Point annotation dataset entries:
- - -

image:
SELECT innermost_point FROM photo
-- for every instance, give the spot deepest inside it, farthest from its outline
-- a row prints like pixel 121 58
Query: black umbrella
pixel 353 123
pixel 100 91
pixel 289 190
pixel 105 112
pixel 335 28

- - -

What is expected: Please repeat all of the entries above verbatim, keeping every line unchanged.

Exercise response:
image:
SELECT innermost_point FROM photo
-- for every instance, give the spot deepest inside it, farthest from its outline
-- a row prints like pixel 121 58
Query: black umbrella
pixel 353 123
pixel 100 91
pixel 289 190
pixel 105 112
pixel 335 28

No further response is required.